Written instruction: Every line below is to be copied exactly, with the pictures left out.

Image location labeling entries:
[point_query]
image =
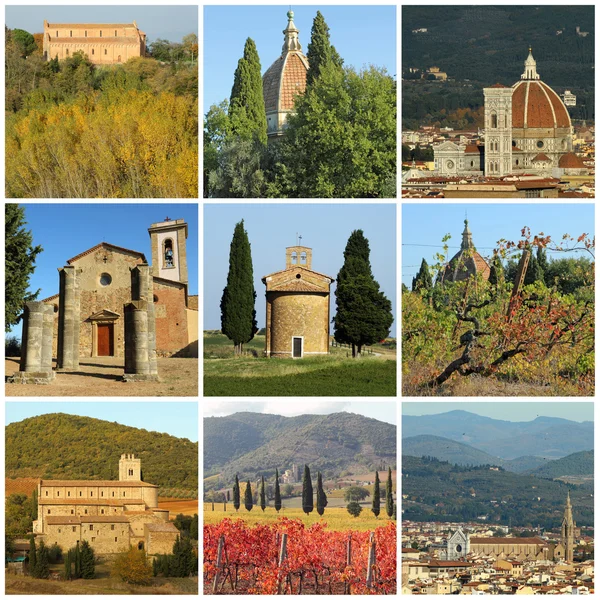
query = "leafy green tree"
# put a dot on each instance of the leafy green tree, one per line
(320, 51)
(354, 508)
(238, 315)
(19, 264)
(246, 104)
(236, 494)
(307, 492)
(356, 494)
(422, 280)
(376, 507)
(263, 501)
(277, 501)
(321, 495)
(389, 495)
(364, 314)
(341, 141)
(248, 501)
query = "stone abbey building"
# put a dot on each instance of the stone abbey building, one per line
(104, 43)
(298, 317)
(102, 284)
(110, 515)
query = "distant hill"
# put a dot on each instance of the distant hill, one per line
(545, 437)
(438, 491)
(462, 454)
(252, 444)
(579, 463)
(61, 446)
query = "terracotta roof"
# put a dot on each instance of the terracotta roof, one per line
(107, 246)
(534, 104)
(514, 541)
(571, 161)
(542, 156)
(283, 80)
(89, 483)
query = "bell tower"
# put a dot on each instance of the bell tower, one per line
(169, 257)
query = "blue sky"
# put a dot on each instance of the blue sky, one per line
(424, 226)
(66, 230)
(382, 411)
(507, 411)
(362, 35)
(179, 419)
(165, 22)
(272, 227)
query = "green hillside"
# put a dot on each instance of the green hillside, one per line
(438, 491)
(580, 463)
(61, 446)
(253, 443)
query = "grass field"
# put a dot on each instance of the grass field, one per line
(333, 375)
(337, 519)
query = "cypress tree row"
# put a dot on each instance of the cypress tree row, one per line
(376, 508)
(238, 316)
(247, 106)
(248, 502)
(321, 495)
(319, 50)
(277, 502)
(364, 314)
(389, 495)
(236, 494)
(263, 501)
(307, 492)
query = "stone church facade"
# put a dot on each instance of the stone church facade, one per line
(110, 515)
(104, 286)
(103, 43)
(297, 322)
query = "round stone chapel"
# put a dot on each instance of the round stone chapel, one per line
(298, 317)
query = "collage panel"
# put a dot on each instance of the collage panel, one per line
(498, 497)
(505, 308)
(299, 300)
(300, 500)
(120, 318)
(101, 497)
(101, 102)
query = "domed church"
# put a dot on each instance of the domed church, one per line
(527, 130)
(283, 80)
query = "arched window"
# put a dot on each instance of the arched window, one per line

The answer:
[point_query]
image =
query = "leafy green tree"
# put a dot on each instance of the leafy green tree, one per line
(320, 51)
(354, 508)
(238, 315)
(19, 264)
(246, 104)
(236, 494)
(307, 492)
(356, 494)
(422, 280)
(376, 507)
(263, 501)
(277, 501)
(321, 495)
(389, 495)
(364, 314)
(341, 141)
(248, 501)
query = "stone abbey building"
# put a dot on each instance of the stone abbey building, one per line
(104, 43)
(298, 317)
(102, 284)
(110, 515)
query = "distant hill"
# put a dot on each instance of the distant hill, one per line
(545, 437)
(438, 491)
(462, 454)
(252, 444)
(579, 463)
(61, 446)
query = "terracotta roof"
# put a dot on each instance of the terracotta roof, one per line
(107, 246)
(534, 104)
(514, 541)
(571, 161)
(542, 156)
(283, 80)
(89, 483)
query = "bell tower"
# put a dot on each instance of the bell tower, one per line
(169, 257)
query = "blue sky"
# put a dot on each instance of the blue sky, one per line
(424, 226)
(66, 230)
(382, 411)
(507, 411)
(362, 35)
(179, 419)
(165, 22)
(272, 227)
query = "green hillside"
# put a dot on each instance of the green hillside, one per line
(438, 491)
(580, 463)
(61, 446)
(253, 443)
query = "grass field"
# put a dot on each instance of the grass field, one per line
(333, 375)
(337, 519)
query = "cypress tree row"
# put a dot on each instance of the cypress tree row, one per line
(376, 508)
(238, 316)
(247, 106)
(248, 502)
(321, 495)
(319, 50)
(277, 502)
(364, 314)
(389, 495)
(236, 494)
(263, 501)
(307, 492)
query = "stone church facade"
# put a dot on each instance of the stone church facade, one per line
(110, 515)
(104, 286)
(103, 43)
(297, 322)
query = "round stone chapel"
# put a dot on each instance of the round stone chapel, one per line
(298, 317)
query = "collage panel"
# put a dot on each instance of the collage panel, one per line
(498, 497)
(505, 308)
(299, 300)
(300, 500)
(120, 318)
(101, 497)
(101, 102)
query = "domed church"
# put a dot on each instance of the domed church, one per line
(527, 130)
(283, 80)
query = "arched window"
# put a dot on each instance of the arched window, one per line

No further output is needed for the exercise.